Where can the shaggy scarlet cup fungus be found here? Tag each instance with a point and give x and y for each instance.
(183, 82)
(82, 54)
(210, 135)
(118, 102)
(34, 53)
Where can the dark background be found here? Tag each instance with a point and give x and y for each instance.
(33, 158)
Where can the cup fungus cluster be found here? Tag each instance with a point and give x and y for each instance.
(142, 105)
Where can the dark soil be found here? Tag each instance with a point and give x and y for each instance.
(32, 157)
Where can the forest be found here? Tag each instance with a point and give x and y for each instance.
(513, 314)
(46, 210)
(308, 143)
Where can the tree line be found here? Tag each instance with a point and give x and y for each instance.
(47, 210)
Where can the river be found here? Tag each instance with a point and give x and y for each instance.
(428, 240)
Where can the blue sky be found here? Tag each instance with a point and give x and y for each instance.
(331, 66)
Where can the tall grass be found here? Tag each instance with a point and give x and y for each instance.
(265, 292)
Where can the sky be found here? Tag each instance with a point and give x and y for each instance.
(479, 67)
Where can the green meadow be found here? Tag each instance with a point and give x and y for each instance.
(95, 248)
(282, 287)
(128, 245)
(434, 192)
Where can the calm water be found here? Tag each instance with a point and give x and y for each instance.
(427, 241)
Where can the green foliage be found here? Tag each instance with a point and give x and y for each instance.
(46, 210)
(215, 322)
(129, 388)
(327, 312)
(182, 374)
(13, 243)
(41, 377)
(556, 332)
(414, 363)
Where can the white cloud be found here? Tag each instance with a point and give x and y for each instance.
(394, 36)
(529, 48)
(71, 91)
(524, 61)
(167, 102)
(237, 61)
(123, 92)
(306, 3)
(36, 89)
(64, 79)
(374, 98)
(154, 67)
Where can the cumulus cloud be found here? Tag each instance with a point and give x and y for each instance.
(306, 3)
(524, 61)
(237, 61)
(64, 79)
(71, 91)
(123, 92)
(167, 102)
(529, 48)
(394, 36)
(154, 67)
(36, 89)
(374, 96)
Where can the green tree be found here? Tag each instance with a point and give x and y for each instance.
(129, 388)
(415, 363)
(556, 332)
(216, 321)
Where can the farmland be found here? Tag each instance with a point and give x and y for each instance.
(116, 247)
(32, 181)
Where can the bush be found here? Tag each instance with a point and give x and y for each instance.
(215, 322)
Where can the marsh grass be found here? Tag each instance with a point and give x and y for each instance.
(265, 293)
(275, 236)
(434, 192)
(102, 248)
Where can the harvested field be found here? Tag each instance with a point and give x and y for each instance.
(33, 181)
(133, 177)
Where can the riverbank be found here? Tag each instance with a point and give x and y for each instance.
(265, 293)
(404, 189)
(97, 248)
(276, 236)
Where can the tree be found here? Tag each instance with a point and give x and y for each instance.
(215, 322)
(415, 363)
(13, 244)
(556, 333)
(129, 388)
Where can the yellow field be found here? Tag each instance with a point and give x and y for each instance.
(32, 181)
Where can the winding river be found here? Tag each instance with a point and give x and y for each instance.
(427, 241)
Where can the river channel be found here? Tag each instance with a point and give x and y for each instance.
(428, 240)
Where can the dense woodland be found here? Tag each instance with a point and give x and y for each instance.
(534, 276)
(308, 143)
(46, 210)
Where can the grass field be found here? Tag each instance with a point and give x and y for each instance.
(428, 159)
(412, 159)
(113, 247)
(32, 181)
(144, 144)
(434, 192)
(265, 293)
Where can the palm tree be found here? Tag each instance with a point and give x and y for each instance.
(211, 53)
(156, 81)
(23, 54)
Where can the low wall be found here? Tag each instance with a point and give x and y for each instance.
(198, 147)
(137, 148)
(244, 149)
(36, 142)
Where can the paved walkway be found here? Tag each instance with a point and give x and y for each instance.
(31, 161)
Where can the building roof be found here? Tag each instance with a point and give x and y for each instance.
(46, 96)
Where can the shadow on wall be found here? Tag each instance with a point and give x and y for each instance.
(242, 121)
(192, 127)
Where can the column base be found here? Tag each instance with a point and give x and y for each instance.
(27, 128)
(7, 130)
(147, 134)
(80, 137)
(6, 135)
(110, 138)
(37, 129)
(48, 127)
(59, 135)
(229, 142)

----------------------------------------

## Exercise brief:
Copy out the entire listing above verbatim, every line in its original order, with nothing added or left out.

## Answer to this task:
Where can the shaggy scarlet cup fungus be found here? Tag each instance with a point and give x and y for each instance.
(183, 82)
(82, 54)
(210, 135)
(118, 102)
(34, 53)
Where can the dark background be found here? Tag each instance with a point and give x and y for each instance.
(33, 158)
Where can the cup fungus cluster be found here? Tag each instance with a point and give x and y for each instance.
(142, 105)
Where can the dark soil be found here? Tag each instance with a point and give x and y for each instance.
(32, 157)
Where can the forest be found here? Tag each instance with a point and give x and y for each instance.
(513, 314)
(46, 210)
(308, 143)
Where can the tree line be found here? Tag each instance with a point and give x and y for each instance.
(47, 210)
Where can the river be found here? Tag each instance with a point and give x and y for each instance.
(428, 240)
Where can the blue sky be found here? Tag each instance with a point and give x and y for each instance.
(331, 66)
Where can the tall grass be found here? Tag each instance with a point and give x and y for each instance.
(265, 292)
Where can the sky be found here? Tag each instance with a point and give x and y for each instance.
(479, 67)
Where can the green meadow be found here? Tag each instance with a point and give x and y for each instance.
(95, 248)
(282, 287)
(128, 245)
(434, 192)
Where can the calm water be found here? Tag each instance with a point and give x and y for each instance.
(427, 241)
Where can the green foliage be found here? Tag each instance with a point and give x and y for each instance.
(46, 210)
(215, 322)
(129, 388)
(327, 312)
(182, 374)
(13, 243)
(41, 377)
(556, 332)
(414, 363)
Where can the white cloud be found here? Tag each instance with a point and give x and y for each instance.
(394, 36)
(529, 48)
(71, 91)
(524, 61)
(167, 102)
(237, 61)
(123, 92)
(306, 3)
(36, 89)
(64, 79)
(374, 98)
(154, 67)
Where can the cumulus cloud be found here? Tag each instance with a point and give x and y for each instance.
(306, 3)
(524, 61)
(237, 61)
(64, 79)
(71, 91)
(123, 92)
(167, 102)
(529, 48)
(394, 36)
(154, 67)
(36, 89)
(374, 96)
Where can the green tree be found here? Tag each instance with a point and give x and y for each instance.
(129, 388)
(415, 363)
(556, 332)
(216, 321)
Where can the farmland be found here? Tag each instance with a point and give x and y for each instance.
(116, 247)
(32, 181)
Where can the bush be found here? Tag each instance with a point and give x and y for each instance.
(215, 322)
Where can the marsh grass be found here? Tag each instance with a point and give x and y for each instance.
(265, 293)
(275, 236)
(434, 192)
(102, 248)
Where can the harvested field be found here? Tag each instance with a point and give x and y for each instance.
(33, 181)
(133, 177)
Where can the riverbank be found here? Tag each instance with a point and give x and y for each instance.
(265, 293)
(404, 189)
(97, 248)
(276, 236)
Where can the tree be found here? Tag each instance with a point and give x and y for each instance.
(215, 322)
(415, 363)
(13, 244)
(556, 333)
(129, 388)
Where can the yellow field be found here? Tag each instance with a point and give x and y for each instance.
(32, 181)
Where can the winding river be found here? Tag each instance with a point and give x and y for each instance.
(427, 241)
Where can the river channel be found here? Tag each instance with a point and give x and y for each instance.
(428, 240)
Where can the dense woodland be found here? Tag each instance with a point and give x and y for each instance.
(534, 276)
(308, 143)
(46, 210)
Where can the grass field be found here? Tag each instance with a point and give x and y for each instance.
(428, 159)
(412, 159)
(113, 247)
(32, 181)
(144, 144)
(434, 192)
(265, 293)
Where can the palm tree be found here? Tag each instance with a point and give x and y for each instance.
(211, 53)
(156, 81)
(23, 54)
Where can the low wall be found here? Tag each instance with a point and give x and y for each instance.
(198, 147)
(137, 148)
(244, 149)
(36, 142)
Where can the paved walkway be found here? Tag each instance with a point and give x and y for each instance.
(31, 161)
Where can the building roof be found here? Tag each instance with a point and give x and y for each instance.
(46, 96)
Where can the shadow on wall be found here? Tag each instance with a point and give x and y for each instance.
(242, 121)
(192, 127)
Where can the column base be found here? Tag each instance with a point and give x and y for each instance.
(27, 128)
(7, 130)
(147, 134)
(80, 137)
(6, 135)
(110, 138)
(37, 129)
(48, 127)
(59, 135)
(229, 142)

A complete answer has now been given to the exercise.